Fragmento de texto
····················
Ciertos seres vivos no necesitan ver; pueden prescindir totalmente de esta facultad y aun así orientarse, alimentarse y reconocerse entre ellos. Otros, como algunos topos del Sahara, son sordos. Sin embargo, los seres humanos que nos solemos considerar a nosotros mismos el culmen de la evolución, dependemos tremendamente de nuestros sentidos. Sí, los invidentes se adaptan y tienen una vida plena y lo mismo ocurre con quien no puede escuchar sonido alguno, pero ¿acaso a alguien no le aterra imaginarse el posible aislamiento al que se vería abocado en el caso de no poder ver ni oír? Esta novela corta de David P. Yuste combina magistralmente dos terrores distintos: el atávico al mal absoluto encarnado por el diablo y otro, menos agudo y más racional, a la dependencia, la vulnerabilidad y la ruptura total con la vida que llevamos ante la privación sensorial.
····················
Contenido del conjunto
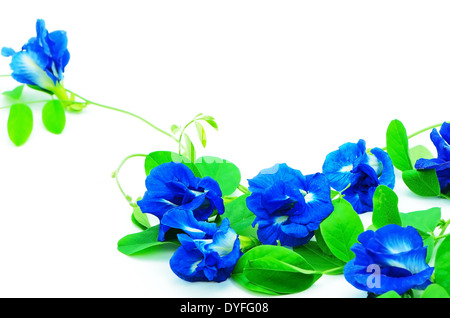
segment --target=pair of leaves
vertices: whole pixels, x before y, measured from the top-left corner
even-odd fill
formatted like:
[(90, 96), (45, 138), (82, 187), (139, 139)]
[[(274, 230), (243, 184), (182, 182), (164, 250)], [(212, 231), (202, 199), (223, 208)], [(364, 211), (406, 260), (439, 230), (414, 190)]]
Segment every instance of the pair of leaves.
[(248, 290), (284, 295), (308, 289), (321, 276), (298, 253), (282, 246), (260, 245), (239, 259), (231, 277)]
[(386, 149), (394, 167), (402, 171), (402, 179), (414, 193), (425, 197), (436, 197), (441, 193), (435, 170), (416, 170), (417, 159), (431, 159), (432, 153), (423, 145), (409, 148), (406, 129), (401, 121), (390, 122), (386, 131)]
[[(3, 94), (18, 101), (24, 85)], [(66, 124), (64, 106), (58, 100), (48, 101), (42, 108), (42, 122), (45, 128), (54, 134), (61, 134)], [(16, 146), (22, 146), (28, 140), (33, 130), (33, 112), (27, 104), (14, 103), (9, 110), (7, 129), (10, 140)]]

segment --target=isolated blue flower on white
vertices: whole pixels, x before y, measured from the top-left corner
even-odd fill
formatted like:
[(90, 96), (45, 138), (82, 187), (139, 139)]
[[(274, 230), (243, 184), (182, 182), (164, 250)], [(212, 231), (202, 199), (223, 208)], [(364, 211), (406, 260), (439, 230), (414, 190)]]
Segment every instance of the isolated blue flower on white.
····················
Lo que harás
(1) Reproduce literalmente el pasaje del fragmento de texto comprendido entre "Ciertos seres vivos" y "la privación sensorial.", ambos incluidos.
(2) Pasa al inglés esta oración del fragmento de texto: "Ciertos seres vivos no necesitan ver; pueden prescindir totalmente de esta facultad y aun así orientarse, alimentarse y reconocerse entre ellos."

Respuestas por tarea
(1)
Ciertos seres vivos no necesitan ver; pueden prescindir totalmente de esta facultad y aun así orientarse, alimentarse y reconocerse entre ellos. Otros, como algunos topos del Sahara, son sordos. Sin embargo, los seres humanos que nos solemos considerar a nosotros mismos el culmen de la evolución, dependemos tremendamente de nuestros sentidos. Sí, los invidentes se adaptan y tienen una vida plena y lo mismo ocurre con quien no puede escuchar sonido alguno, pero ¿acaso a alguien no le aterra imaginarse el posible aislamiento al que se vería abocado en el caso de no poder ver ni oír? Esta novela corta de David P. Yuste combina magistralmente dos terrores distintos: el atávico al mal absoluto encarnado por el diablo y otro, menos agudo y más racional, a la dependencia, la vulnerabilidad y la ruptura total con la vida que llevamos ante la privación sensorial.

(2) Certain living beings do not need to see; they can do entirely without this faculty and still orient themselves, feed, and recognize one another.